Text section

┌──

A Chinese court ordered bubble tea chain Molly Tea to pay Louis Vuitton 10.3 million yuan (£1.1m; $1.5m) on June 29 for using a four-petal flower logo the court ruled too close to the French house’s iconic monogram. The Shenzhen-based tea company said it plans to appeal. Louis Vuitton declined to comment. The ruling has detonated online, with hundreds of millions of views on Chinese platforms and a heated argument about who actually owns the four-petal motif.
The damages break into 10 million yuan for economic losses and 300,000 yuan to cover Louis Vuitton’s legal expenses. The court also ordered Molly Tea to stop using the logo and publish a corrective statement across six official channels. Louis Vuitton filed the original civil case in May 2025 with the Suzhou Intermediate People’s Court, the South China Morning Post reported, citing Chinese corporate records site Tianyancha. The 10.3 million yuan award now sits inside a hashtag storm that has crossed 360 million views on Weibo, the Straits Times reported.
The Suzhou Court, and What the Ruling Says
The court that issued the order sits just east of Shanghai. The Suzhou Intermediate People’s Court, in China’s eastern Jiangsu province, ruled on June 29. The civil case was filed on May 15 last year, the South China Morning Post reported, citing corporate records site Tianyancha. The court found that Molly Tea and a franchise store in Suzhou’s Wuzhong district had infringed seven of Louis Vuitton’s registered four-petal flower graphic trademarks.
The largest pieces of the damages figure explain the headline total. The court awarded 10 million yuan in economic losses plus 300,000 yuan to cover Louis Vuitton’s reasonable litigation expenses, totaling 10.3 million yuan. Different outlets translated the verdict differently: the BBC put it at about £1.1m, the South China Morning Post at $1.5m, and the Straits Times at about S$1.96m. Louis Vuitton, which filed the suit through its legal entity Louis Vuitton Malletier, declined to comment on the result.

└──

(Point labeling data)
┌──

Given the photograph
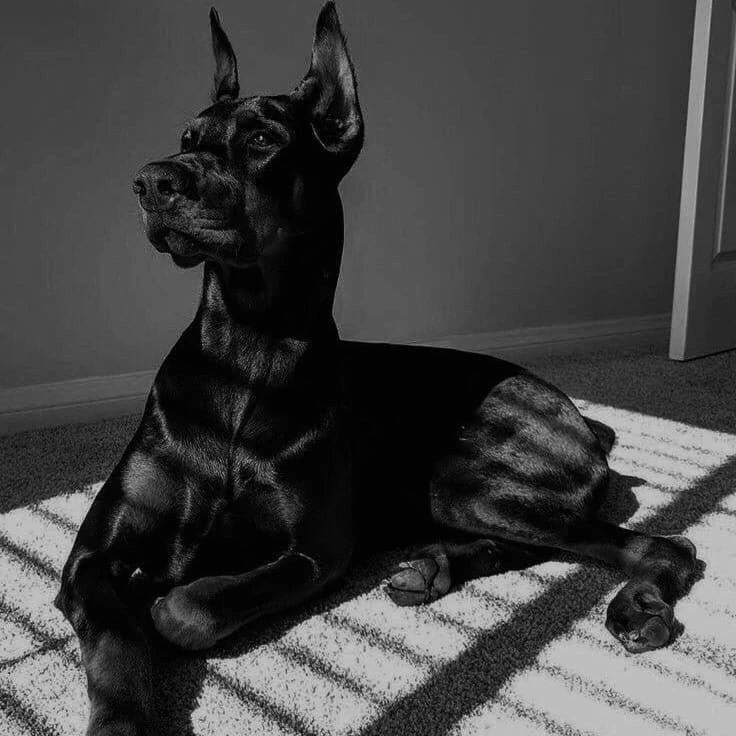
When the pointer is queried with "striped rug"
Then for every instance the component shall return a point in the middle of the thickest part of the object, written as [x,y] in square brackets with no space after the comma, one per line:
[519,653]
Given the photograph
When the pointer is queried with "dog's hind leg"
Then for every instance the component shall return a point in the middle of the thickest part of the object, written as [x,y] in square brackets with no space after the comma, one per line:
[431,571]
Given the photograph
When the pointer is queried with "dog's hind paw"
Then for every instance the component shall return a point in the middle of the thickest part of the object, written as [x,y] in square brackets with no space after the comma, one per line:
[420,581]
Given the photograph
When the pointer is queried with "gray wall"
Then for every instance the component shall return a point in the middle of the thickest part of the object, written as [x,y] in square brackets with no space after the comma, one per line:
[521,168]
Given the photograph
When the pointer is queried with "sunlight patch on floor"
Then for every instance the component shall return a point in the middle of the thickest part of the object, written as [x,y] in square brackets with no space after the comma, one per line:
[338,671]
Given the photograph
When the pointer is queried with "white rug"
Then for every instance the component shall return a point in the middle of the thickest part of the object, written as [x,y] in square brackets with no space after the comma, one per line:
[520,653]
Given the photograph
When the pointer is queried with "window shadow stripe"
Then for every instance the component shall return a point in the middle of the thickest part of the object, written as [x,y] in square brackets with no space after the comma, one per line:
[24,714]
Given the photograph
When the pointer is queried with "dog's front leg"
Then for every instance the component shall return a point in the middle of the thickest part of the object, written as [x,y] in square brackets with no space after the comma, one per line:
[197,615]
[114,648]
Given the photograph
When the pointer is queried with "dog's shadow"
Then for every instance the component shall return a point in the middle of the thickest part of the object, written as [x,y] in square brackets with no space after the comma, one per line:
[181,680]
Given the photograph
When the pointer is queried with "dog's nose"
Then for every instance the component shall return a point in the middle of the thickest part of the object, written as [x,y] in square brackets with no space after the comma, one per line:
[159,184]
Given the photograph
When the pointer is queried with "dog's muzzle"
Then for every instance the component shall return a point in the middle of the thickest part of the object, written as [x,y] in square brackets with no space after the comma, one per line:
[161,184]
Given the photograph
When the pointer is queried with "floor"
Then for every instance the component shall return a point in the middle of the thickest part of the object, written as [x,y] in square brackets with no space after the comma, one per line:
[519,653]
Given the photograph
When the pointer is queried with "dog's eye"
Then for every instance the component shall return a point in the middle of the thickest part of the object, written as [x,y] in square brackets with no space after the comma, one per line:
[261,140]
[187,140]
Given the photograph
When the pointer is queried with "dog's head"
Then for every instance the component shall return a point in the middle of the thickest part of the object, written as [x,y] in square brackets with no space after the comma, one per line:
[255,173]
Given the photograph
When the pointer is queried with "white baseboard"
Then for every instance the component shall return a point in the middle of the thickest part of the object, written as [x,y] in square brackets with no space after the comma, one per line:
[533,342]
[78,400]
[102,397]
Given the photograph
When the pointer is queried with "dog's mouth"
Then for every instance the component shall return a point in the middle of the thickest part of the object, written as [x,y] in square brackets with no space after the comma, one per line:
[190,243]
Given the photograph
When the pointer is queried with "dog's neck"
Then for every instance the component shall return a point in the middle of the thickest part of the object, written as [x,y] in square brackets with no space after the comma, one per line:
[265,303]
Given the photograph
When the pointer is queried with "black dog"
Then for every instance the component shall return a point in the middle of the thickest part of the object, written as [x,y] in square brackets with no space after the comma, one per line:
[269,449]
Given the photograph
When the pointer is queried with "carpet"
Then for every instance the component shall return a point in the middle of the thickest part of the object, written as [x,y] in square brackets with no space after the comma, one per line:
[522,653]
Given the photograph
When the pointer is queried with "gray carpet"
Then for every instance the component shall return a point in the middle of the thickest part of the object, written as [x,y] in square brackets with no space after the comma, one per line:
[518,653]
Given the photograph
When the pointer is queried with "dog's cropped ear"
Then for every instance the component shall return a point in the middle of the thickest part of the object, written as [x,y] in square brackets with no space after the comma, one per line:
[330,91]
[226,66]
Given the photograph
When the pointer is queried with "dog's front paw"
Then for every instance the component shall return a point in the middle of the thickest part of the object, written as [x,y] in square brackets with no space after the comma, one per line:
[420,581]
[639,618]
[183,620]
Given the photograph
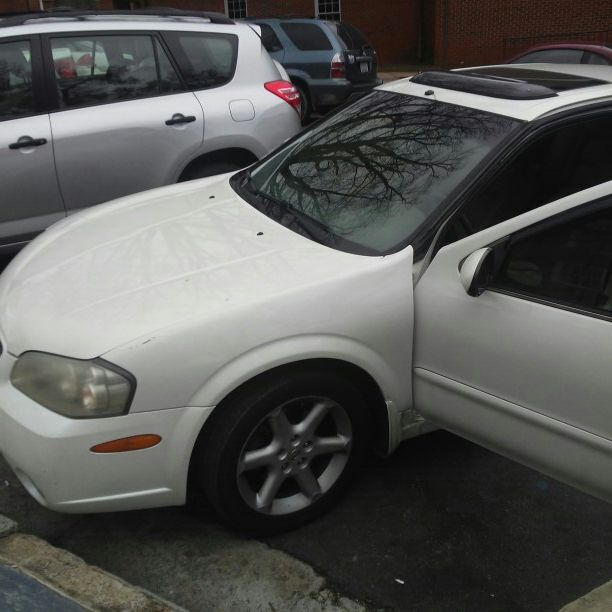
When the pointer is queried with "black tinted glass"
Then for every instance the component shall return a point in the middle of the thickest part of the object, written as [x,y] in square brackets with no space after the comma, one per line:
[568,160]
[570,264]
[209,59]
[269,38]
[168,79]
[15,80]
[594,58]
[101,69]
[373,173]
[351,36]
[555,56]
[307,36]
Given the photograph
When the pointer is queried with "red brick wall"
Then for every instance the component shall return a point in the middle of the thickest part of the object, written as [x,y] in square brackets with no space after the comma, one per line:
[482,31]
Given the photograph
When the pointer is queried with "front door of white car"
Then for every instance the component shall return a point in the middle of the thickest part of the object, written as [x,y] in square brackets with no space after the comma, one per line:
[520,360]
[109,141]
[30,199]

└──

Challenges
1. Summarize the article on the Louis Vuitton ruling against Molly Tea in two sentences.
2. Resume the article on the Louis Vuitton ruling against Molly Tea and write what comes next.

Outputs for the tasks
1. On June 29, the Suzhou Intermediate People's Court ordered bubble tea chain Molly Tea to pay Louis Vuitton 10.3 million yuan, made up of 10 million yuan in economic losses and 300,000 yuan in legal expenses, after finding that its four-petal flower logo infringed seven of Louis Vuitton's registered trademarks. The court also ordered Molly Tea to stop using the logo and publish a corrective statement across six official channels, and the company said it plans to appeal.

2.
The judge did not stop at damages. The court ordered Molly Tea to cease using the disputed logo and publish a corrective statement on the homepages of its six official channels: its website, its mini-program, and accounts on Weibo, WeChat, RedNote, and Douyin. The brand has already moved; it updated the logo on its mini-program after the ruling, switching from a black-and-white version to a colored one. The Shenzhen-based chain was founded in 2021 and now operates more than 2,000 stores in China and more than 50 overseas locations.
Why Louis Vuitton Prevailed in Court
The legal win rests on a principle the Chinese IP system hands to whoever registers first. Chinese Trademark Law follows a first-to-file rule: when two parties apply for similar marks covering similar goods, the earlier filer wins. Kang Lixia, a partner at Beijing Standzer IP Firm, told the Straits Times that Louis Vuitton had registered its four-petal flower designs in China well before Molly Tea tried to file its own flower marks starting in March 2024. Most of those Molly Tea applications were rejected; only the one containing the Chinese characters for “Molly Tea” was registered.
Although Molly Tea and Louis Vuitton are registered in different classes, LV’s status as an earlier-registered and highly recognised mark entitles it to cross-class protection under the law. This means its rights can, in some cases, extend to unrelated product categories, creating a challenge for later applicants.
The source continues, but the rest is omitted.